_The task_. How many of the lines below contain the string "item", with uppercase and lowercase treated as different? Reply with the number only.

_Dataset rows_.

____________________

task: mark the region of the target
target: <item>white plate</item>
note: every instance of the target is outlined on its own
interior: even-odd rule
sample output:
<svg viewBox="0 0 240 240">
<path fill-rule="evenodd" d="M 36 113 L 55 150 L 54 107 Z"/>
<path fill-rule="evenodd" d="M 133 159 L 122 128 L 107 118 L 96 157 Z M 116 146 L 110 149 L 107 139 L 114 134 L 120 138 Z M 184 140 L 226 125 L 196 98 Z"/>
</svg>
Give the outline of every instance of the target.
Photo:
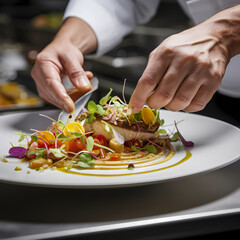
<svg viewBox="0 0 240 240">
<path fill-rule="evenodd" d="M 48 111 L 46 115 L 57 119 L 59 112 Z M 30 128 L 44 130 L 51 121 L 42 118 L 39 113 L 15 113 L 0 117 L 0 155 L 7 155 L 10 142 L 18 144 L 16 131 L 29 132 Z M 192 157 L 177 166 L 174 165 L 184 158 L 186 151 L 181 149 L 168 162 L 151 167 L 135 168 L 134 170 L 79 170 L 87 174 L 109 174 L 111 176 L 89 176 L 67 174 L 60 171 L 46 170 L 37 172 L 28 168 L 28 163 L 18 159 L 8 159 L 8 163 L 0 162 L 0 181 L 45 187 L 62 188 L 100 188 L 121 187 L 150 184 L 167 181 L 184 176 L 198 174 L 226 166 L 240 158 L 240 130 L 225 122 L 203 117 L 197 114 L 161 111 L 165 125 L 173 121 L 182 121 L 178 127 L 182 135 L 195 143 L 191 150 Z M 173 130 L 174 126 L 166 129 Z M 15 171 L 20 166 L 21 171 Z M 161 170 L 160 170 L 161 169 Z M 152 171 L 154 170 L 154 171 Z M 30 171 L 30 174 L 27 173 Z M 135 173 L 139 174 L 135 174 Z M 145 173 L 144 173 L 145 172 Z M 115 175 L 115 176 L 114 176 Z M 118 175 L 118 176 L 116 176 Z M 119 176 L 120 175 L 120 176 Z"/>
</svg>

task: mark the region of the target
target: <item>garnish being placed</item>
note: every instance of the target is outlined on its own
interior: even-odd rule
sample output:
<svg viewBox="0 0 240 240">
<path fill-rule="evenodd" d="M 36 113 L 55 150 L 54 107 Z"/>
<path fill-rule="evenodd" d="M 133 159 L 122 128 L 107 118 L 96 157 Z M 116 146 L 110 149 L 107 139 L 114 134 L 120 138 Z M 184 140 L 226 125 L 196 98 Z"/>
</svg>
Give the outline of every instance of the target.
<svg viewBox="0 0 240 240">
<path fill-rule="evenodd" d="M 172 141 L 193 146 L 176 122 L 177 132 L 167 133 L 159 110 L 144 106 L 132 113 L 118 96 L 111 97 L 112 91 L 99 103 L 89 101 L 83 113 L 66 123 L 45 116 L 52 121 L 48 129 L 20 132 L 19 142 L 25 139 L 27 147 L 12 146 L 9 154 L 29 161 L 29 167 L 40 172 L 48 168 L 134 170 L 171 159 Z"/>
</svg>

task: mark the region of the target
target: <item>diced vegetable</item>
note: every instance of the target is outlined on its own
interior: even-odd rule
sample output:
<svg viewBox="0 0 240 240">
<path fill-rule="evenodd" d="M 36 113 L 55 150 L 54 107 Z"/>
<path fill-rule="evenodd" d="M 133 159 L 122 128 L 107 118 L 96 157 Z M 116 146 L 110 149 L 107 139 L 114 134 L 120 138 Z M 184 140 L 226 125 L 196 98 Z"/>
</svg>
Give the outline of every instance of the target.
<svg viewBox="0 0 240 240">
<path fill-rule="evenodd" d="M 144 107 L 141 111 L 142 120 L 146 124 L 150 124 L 154 121 L 155 115 L 149 107 Z"/>
<path fill-rule="evenodd" d="M 115 138 L 112 138 L 109 141 L 109 147 L 117 153 L 123 152 L 123 149 L 124 149 L 124 145 L 120 144 Z"/>
</svg>

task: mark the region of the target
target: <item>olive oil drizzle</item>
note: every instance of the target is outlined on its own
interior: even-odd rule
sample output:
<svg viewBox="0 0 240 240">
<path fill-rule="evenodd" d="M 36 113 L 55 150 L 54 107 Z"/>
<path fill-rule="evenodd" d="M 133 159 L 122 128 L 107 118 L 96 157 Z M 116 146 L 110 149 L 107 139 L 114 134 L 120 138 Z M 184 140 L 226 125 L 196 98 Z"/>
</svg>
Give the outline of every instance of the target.
<svg viewBox="0 0 240 240">
<path fill-rule="evenodd" d="M 144 173 L 158 172 L 158 171 L 162 171 L 162 170 L 166 170 L 166 169 L 178 166 L 178 165 L 184 163 L 185 161 L 187 161 L 191 156 L 192 156 L 192 154 L 189 151 L 187 151 L 185 157 L 175 164 L 172 164 L 172 165 L 169 165 L 166 167 L 162 167 L 162 168 L 158 168 L 158 169 L 142 171 L 142 172 L 131 172 L 131 173 L 121 173 L 121 174 L 96 174 L 96 173 L 75 172 L 75 171 L 67 170 L 65 168 L 59 168 L 58 171 L 64 172 L 64 173 L 69 173 L 69 174 L 74 174 L 74 175 L 91 176 L 91 177 L 121 177 L 121 176 L 130 176 L 130 175 L 139 175 L 139 174 L 144 174 Z M 170 157 L 170 156 L 167 155 L 166 158 L 168 158 L 168 157 Z"/>
</svg>

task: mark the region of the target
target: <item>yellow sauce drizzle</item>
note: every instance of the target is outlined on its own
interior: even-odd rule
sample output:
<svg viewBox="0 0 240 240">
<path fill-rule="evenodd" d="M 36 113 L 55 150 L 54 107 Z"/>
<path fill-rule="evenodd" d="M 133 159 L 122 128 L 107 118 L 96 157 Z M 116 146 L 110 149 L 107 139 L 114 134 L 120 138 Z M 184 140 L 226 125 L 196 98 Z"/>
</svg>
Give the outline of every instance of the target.
<svg viewBox="0 0 240 240">
<path fill-rule="evenodd" d="M 165 170 L 165 169 L 169 169 L 169 168 L 172 168 L 172 167 L 175 167 L 177 165 L 180 165 L 180 164 L 184 163 L 191 156 L 192 156 L 192 154 L 189 151 L 187 151 L 186 152 L 186 156 L 183 159 L 181 159 L 180 161 L 178 161 L 177 163 L 175 163 L 175 164 L 172 164 L 172 165 L 169 165 L 169 166 L 166 166 L 166 167 L 162 167 L 162 168 L 158 168 L 158 169 L 142 171 L 142 172 L 131 172 L 131 173 L 121 173 L 121 174 L 95 174 L 95 173 L 75 172 L 75 171 L 71 171 L 71 170 L 66 170 L 65 168 L 59 168 L 58 171 L 64 172 L 64 173 L 69 173 L 69 174 L 82 175 L 82 176 L 91 176 L 91 177 L 121 177 L 121 176 L 130 176 L 130 175 L 158 172 L 158 171 L 162 171 L 162 170 Z M 166 156 L 167 159 L 170 159 L 171 157 L 172 157 L 172 152 L 170 152 Z M 129 171 L 131 171 L 131 170 L 129 170 Z"/>
</svg>

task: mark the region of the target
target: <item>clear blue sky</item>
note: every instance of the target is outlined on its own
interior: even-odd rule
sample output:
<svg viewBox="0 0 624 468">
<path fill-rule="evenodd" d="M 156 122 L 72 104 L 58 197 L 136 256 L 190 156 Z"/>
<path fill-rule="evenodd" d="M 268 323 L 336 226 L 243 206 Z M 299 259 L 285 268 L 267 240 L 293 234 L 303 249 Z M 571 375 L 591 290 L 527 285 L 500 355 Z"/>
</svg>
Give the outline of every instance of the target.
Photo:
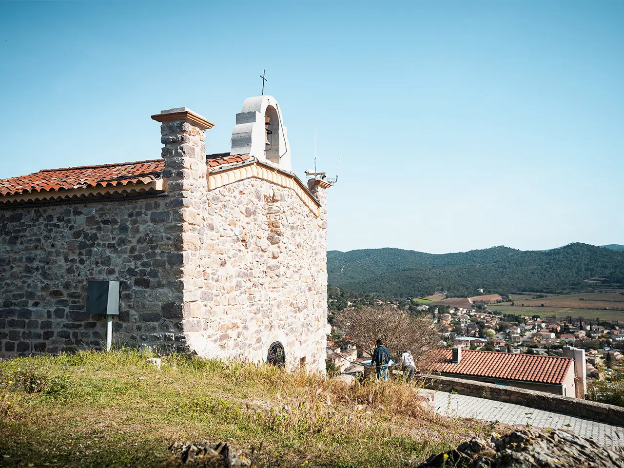
<svg viewBox="0 0 624 468">
<path fill-rule="evenodd" d="M 330 250 L 624 243 L 624 2 L 0 2 L 0 178 L 152 159 L 187 106 L 229 150 L 282 108 L 335 173 Z"/>
</svg>

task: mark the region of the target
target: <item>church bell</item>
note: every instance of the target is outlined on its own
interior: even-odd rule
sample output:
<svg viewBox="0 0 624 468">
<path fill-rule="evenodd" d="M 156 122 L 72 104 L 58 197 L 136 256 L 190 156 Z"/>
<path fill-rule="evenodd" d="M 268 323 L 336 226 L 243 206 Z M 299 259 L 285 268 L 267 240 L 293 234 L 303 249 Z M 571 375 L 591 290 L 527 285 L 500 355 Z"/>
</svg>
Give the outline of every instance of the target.
<svg viewBox="0 0 624 468">
<path fill-rule="evenodd" d="M 269 130 L 269 124 L 271 123 L 271 117 L 265 115 L 265 145 L 270 146 L 271 142 L 269 141 L 269 135 L 273 135 L 273 132 Z"/>
</svg>

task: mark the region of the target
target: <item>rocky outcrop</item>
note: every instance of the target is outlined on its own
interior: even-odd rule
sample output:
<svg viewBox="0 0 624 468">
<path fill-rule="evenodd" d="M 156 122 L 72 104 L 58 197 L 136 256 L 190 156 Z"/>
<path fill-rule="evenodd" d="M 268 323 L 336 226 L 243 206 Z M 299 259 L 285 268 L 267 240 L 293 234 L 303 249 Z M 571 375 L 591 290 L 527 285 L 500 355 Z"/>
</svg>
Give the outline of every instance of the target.
<svg viewBox="0 0 624 468">
<path fill-rule="evenodd" d="M 173 464 L 219 468 L 250 465 L 250 462 L 240 452 L 232 450 L 227 444 L 222 442 L 214 445 L 208 441 L 195 444 L 176 442 L 169 446 L 169 450 L 173 454 Z"/>
<path fill-rule="evenodd" d="M 624 456 L 557 430 L 514 431 L 490 441 L 474 437 L 434 455 L 419 468 L 624 468 Z"/>
</svg>

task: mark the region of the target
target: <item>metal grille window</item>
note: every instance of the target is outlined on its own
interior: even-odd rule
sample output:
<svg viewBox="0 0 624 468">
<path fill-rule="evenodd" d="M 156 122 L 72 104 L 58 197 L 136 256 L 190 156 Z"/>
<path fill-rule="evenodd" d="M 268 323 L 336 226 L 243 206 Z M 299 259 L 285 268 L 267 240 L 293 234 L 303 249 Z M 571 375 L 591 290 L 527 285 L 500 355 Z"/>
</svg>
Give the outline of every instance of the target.
<svg viewBox="0 0 624 468">
<path fill-rule="evenodd" d="M 269 346 L 269 352 L 266 355 L 266 362 L 277 366 L 278 368 L 284 367 L 286 363 L 286 354 L 284 353 L 284 347 L 279 341 L 276 341 Z"/>
</svg>

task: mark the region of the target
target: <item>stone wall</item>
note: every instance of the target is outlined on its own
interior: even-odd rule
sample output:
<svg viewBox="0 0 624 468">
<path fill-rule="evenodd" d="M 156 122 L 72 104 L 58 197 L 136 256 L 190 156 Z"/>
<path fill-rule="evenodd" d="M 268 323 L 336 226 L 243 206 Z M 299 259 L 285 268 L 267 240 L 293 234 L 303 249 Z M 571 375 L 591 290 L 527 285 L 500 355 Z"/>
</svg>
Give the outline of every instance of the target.
<svg viewBox="0 0 624 468">
<path fill-rule="evenodd" d="M 624 407 L 612 404 L 441 376 L 427 376 L 426 381 L 427 388 L 433 390 L 454 391 L 461 395 L 514 403 L 616 426 L 622 426 L 624 421 Z"/>
<path fill-rule="evenodd" d="M 109 280 L 114 342 L 263 362 L 279 341 L 288 368 L 324 372 L 328 184 L 310 185 L 319 216 L 261 178 L 210 190 L 212 124 L 186 108 L 152 118 L 166 194 L 0 211 L 0 357 L 102 348 L 87 287 Z"/>
<path fill-rule="evenodd" d="M 182 344 L 171 314 L 182 298 L 179 227 L 167 202 L 0 211 L 0 356 L 99 349 L 106 318 L 85 311 L 87 282 L 95 280 L 120 282 L 115 341 Z"/>
<path fill-rule="evenodd" d="M 317 217 L 293 190 L 247 178 L 210 191 L 208 201 L 201 304 L 185 320 L 192 347 L 258 362 L 279 341 L 288 368 L 324 371 L 324 198 Z"/>
</svg>

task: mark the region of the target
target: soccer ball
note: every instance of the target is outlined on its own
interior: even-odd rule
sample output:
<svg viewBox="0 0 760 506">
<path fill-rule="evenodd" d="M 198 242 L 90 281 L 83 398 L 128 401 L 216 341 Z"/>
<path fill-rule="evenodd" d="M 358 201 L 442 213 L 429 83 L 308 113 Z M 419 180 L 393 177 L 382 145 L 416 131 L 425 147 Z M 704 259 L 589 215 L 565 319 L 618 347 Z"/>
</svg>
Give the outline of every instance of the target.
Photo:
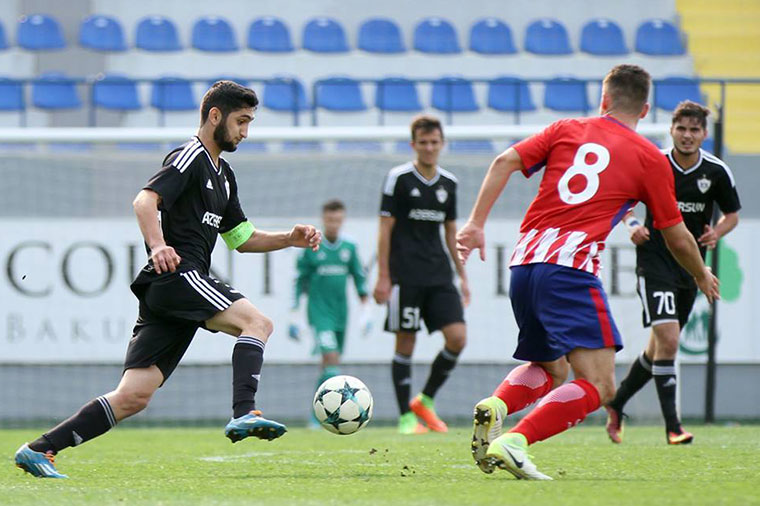
<svg viewBox="0 0 760 506">
<path fill-rule="evenodd" d="M 333 376 L 314 394 L 314 415 L 333 434 L 353 434 L 372 418 L 372 394 L 353 376 Z"/>
</svg>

____________________

_Result of the task_. 10